▶ _Records shown_
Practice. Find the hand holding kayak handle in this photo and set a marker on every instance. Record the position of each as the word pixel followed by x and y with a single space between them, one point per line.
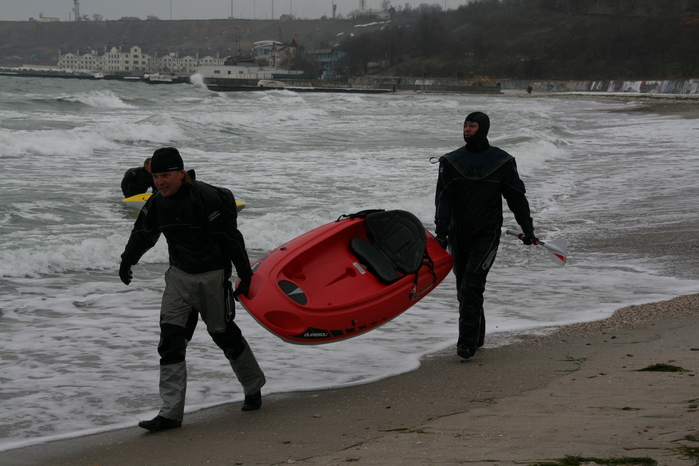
pixel 557 248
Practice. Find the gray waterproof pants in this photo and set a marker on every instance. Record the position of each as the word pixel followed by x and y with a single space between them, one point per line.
pixel 185 297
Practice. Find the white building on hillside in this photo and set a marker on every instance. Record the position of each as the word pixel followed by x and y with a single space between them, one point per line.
pixel 135 61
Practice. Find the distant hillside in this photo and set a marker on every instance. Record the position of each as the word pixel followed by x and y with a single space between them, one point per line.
pixel 22 41
pixel 537 39
pixel 501 39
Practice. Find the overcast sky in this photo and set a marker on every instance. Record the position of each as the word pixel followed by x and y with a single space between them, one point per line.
pixel 22 10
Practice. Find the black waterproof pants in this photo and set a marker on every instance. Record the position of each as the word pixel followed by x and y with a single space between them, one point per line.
pixel 474 252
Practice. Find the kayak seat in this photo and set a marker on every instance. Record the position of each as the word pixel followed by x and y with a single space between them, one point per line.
pixel 396 245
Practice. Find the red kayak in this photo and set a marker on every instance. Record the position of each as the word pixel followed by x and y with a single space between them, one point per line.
pixel 345 278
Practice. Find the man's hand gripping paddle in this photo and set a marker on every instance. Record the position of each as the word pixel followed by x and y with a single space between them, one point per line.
pixel 557 248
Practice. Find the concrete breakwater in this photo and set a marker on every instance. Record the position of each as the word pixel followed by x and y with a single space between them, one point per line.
pixel 680 86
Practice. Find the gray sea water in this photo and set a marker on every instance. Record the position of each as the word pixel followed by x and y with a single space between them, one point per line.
pixel 78 348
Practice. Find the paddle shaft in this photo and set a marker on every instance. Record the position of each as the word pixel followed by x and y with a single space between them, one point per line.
pixel 550 247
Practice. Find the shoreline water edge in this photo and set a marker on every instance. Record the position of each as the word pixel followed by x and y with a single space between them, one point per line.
pixel 585 391
pixel 579 391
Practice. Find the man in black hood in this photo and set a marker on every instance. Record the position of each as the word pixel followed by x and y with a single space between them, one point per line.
pixel 137 180
pixel 472 182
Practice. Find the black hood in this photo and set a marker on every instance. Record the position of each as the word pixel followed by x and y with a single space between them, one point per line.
pixel 479 141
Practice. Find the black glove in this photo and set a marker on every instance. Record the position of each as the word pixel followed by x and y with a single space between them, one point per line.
pixel 243 287
pixel 528 238
pixel 125 272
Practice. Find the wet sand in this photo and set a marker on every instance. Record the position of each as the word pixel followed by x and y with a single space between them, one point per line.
pixel 575 392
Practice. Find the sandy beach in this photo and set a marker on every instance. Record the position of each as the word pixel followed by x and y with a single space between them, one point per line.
pixel 578 393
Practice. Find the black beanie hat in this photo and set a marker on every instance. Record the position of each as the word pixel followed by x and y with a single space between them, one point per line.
pixel 166 159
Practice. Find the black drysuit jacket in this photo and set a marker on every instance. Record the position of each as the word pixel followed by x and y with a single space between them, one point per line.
pixel 470 189
pixel 199 222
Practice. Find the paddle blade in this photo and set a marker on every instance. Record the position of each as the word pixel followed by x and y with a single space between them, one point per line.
pixel 557 250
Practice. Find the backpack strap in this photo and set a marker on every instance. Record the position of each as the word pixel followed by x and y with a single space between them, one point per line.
pixel 360 214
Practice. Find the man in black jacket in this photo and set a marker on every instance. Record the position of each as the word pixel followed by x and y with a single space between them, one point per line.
pixel 137 180
pixel 199 224
pixel 472 182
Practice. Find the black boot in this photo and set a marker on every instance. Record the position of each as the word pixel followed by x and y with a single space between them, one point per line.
pixel 159 423
pixel 464 352
pixel 252 402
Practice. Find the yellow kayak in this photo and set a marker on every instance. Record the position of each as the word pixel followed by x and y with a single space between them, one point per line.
pixel 138 200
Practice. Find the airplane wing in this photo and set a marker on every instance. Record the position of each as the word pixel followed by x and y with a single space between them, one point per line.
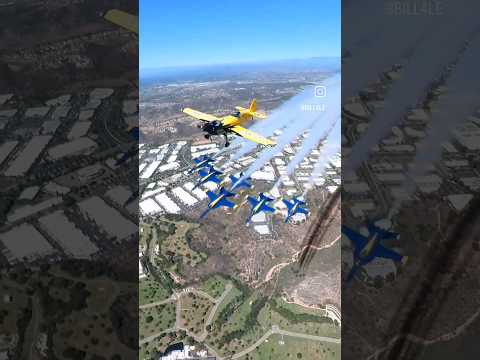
pixel 252 136
pixel 384 234
pixel 267 208
pixel 381 251
pixel 252 201
pixel 200 116
pixel 359 240
pixel 302 211
pixel 215 179
pixel 123 19
pixel 211 195
pixel 288 204
pixel 225 202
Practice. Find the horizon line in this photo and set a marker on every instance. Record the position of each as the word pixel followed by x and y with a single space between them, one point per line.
pixel 170 67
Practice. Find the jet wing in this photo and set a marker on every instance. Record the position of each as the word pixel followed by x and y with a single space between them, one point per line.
pixel 288 204
pixel 252 201
pixel 123 19
pixel 358 239
pixel 250 135
pixel 200 116
pixel 384 234
pixel 381 251
pixel 267 208
pixel 302 211
pixel 226 203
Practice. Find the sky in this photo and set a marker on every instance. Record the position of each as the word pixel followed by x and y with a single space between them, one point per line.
pixel 207 32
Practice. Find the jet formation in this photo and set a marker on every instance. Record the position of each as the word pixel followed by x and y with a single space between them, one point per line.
pixel 204 166
pixel 367 248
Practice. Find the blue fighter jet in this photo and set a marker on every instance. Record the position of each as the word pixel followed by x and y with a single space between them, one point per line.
pixel 200 163
pixel 210 175
pixel 259 205
pixel 236 183
pixel 369 248
pixel 218 200
pixel 294 207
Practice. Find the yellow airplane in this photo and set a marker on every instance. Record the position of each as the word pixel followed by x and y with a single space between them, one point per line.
pixel 231 124
pixel 123 19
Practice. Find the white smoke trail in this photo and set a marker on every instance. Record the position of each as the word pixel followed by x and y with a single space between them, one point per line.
pixel 330 106
pixel 453 108
pixel 328 152
pixel 316 135
pixel 426 64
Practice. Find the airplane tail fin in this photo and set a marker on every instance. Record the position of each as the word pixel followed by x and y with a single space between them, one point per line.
pixel 253 106
pixel 252 110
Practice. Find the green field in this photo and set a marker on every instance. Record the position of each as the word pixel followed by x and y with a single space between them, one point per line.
pixel 151 291
pixel 279 347
pixel 195 310
pixel 156 319
pixel 297 321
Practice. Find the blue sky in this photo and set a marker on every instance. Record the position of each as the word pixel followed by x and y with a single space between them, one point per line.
pixel 204 32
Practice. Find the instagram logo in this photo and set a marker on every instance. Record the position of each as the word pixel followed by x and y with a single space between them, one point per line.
pixel 320 91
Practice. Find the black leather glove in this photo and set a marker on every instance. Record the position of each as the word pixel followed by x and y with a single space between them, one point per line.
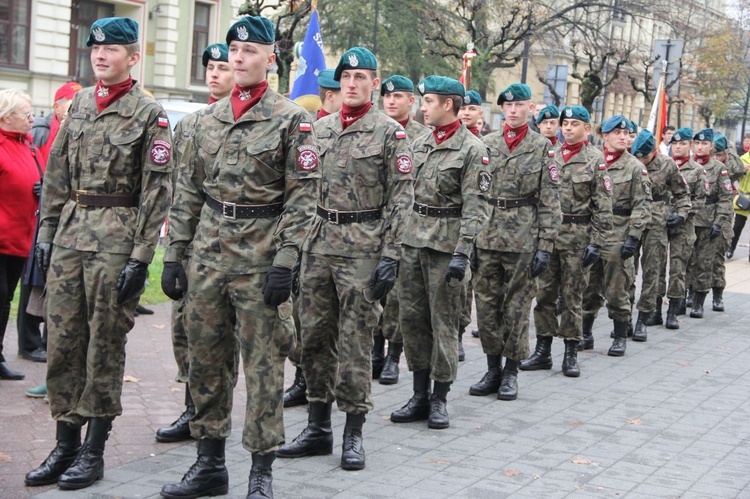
pixel 457 268
pixel 174 280
pixel 629 247
pixel 278 286
pixel 540 263
pixel 131 280
pixel 383 277
pixel 590 255
pixel 42 255
pixel 674 220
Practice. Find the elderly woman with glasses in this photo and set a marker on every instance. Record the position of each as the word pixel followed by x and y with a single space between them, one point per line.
pixel 21 169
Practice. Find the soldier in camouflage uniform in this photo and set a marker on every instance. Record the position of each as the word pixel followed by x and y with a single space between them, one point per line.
pixel 106 192
pixel 448 212
pixel 220 80
pixel 351 258
pixel 515 245
pixel 613 275
pixel 585 200
pixel 244 198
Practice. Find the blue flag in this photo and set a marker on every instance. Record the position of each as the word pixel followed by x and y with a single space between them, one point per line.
pixel 311 62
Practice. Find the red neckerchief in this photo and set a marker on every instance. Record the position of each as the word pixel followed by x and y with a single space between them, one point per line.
pixel 243 98
pixel 105 96
pixel 570 150
pixel 349 115
pixel 445 132
pixel 514 136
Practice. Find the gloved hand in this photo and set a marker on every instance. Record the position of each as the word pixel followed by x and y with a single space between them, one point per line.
pixel 590 255
pixel 174 280
pixel 457 268
pixel 540 263
pixel 383 277
pixel 131 280
pixel 42 255
pixel 278 286
pixel 628 247
pixel 674 220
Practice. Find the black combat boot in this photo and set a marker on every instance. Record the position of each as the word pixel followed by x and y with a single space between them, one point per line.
pixel 352 452
pixel 61 457
pixel 542 357
pixel 509 384
pixel 260 483
pixel 295 394
pixel 88 466
pixel 570 359
pixel 418 407
pixel 621 340
pixel 697 311
pixel 672 322
pixel 718 301
pixel 587 343
pixel 641 331
pixel 208 476
pixel 438 419
pixel 179 430
pixel 390 373
pixel 316 439
pixel 490 382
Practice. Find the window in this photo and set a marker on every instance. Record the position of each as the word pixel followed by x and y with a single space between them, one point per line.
pixel 15 16
pixel 200 41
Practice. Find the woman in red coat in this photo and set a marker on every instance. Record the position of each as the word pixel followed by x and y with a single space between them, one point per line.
pixel 21 169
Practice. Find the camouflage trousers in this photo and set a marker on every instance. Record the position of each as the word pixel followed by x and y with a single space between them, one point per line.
pixel 565 275
pixel 87 332
pixel 338 323
pixel 504 290
pixel 430 309
pixel 654 255
pixel 224 317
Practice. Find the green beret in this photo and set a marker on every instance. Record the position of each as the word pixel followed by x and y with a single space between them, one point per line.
pixel 472 98
pixel 325 80
pixel 396 83
pixel 113 31
pixel 355 58
pixel 441 85
pixel 682 134
pixel 216 52
pixel 256 29
pixel 548 113
pixel 515 92
pixel 643 145
pixel 575 113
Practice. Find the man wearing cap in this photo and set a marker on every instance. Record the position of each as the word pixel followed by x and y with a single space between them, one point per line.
pixel 220 81
pixel 448 213
pixel 107 192
pixel 585 200
pixel 244 198
pixel 709 222
pixel 515 245
pixel 350 259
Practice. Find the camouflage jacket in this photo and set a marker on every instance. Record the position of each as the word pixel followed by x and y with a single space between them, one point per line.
pixel 368 166
pixel 454 173
pixel 669 191
pixel 528 171
pixel 124 150
pixel 269 155
pixel 585 189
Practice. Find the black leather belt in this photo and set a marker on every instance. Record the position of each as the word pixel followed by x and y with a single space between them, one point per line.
pixel 348 217
pixel 435 211
pixel 233 211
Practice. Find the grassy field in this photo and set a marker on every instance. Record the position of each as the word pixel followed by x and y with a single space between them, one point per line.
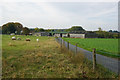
pixel 103 46
pixel 45 59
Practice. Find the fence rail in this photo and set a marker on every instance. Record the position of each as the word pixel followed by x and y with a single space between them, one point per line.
pixel 109 63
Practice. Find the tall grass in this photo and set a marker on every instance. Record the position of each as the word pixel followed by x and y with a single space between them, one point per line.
pixel 45 59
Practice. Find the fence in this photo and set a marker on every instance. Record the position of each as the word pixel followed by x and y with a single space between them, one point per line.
pixel 109 63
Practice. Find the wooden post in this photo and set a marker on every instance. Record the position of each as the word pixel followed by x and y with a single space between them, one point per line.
pixel 61 43
pixel 68 45
pixel 94 59
pixel 76 48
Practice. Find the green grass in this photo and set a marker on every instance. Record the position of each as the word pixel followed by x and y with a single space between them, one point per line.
pixel 108 47
pixel 45 59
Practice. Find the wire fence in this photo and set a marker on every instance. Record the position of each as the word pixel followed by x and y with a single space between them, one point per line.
pixel 109 63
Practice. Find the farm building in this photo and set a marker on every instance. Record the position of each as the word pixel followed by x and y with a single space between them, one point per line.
pixel 41 34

▶ _Exercise task_
Reproduce the data between the lines holding "Practice. Find the yellow airplane" and "pixel 252 110", inclusive, changing "airplane" to "aircraft" and leaving everything else as it is.

▶ _Solution_
Practice. Find the yellow aircraft in this photo and set a marker on every instance. Record the position of each as the word pixel followed by x and y with a single space between them, one point per line.
pixel 231 124
pixel 123 19
Practice. Find the white smoke trail in this photo and set a marker on every instance. Record the position of each as the word pixel followed by x and y with a single space between them, one point per line.
pixel 330 106
pixel 453 108
pixel 328 152
pixel 316 135
pixel 426 64
Practice. Find the aircraft tail fin in this photo and set a marker on every instance. Record the position of each as the word pixel followed by x and y with a single space between them, one point per line.
pixel 253 106
pixel 252 110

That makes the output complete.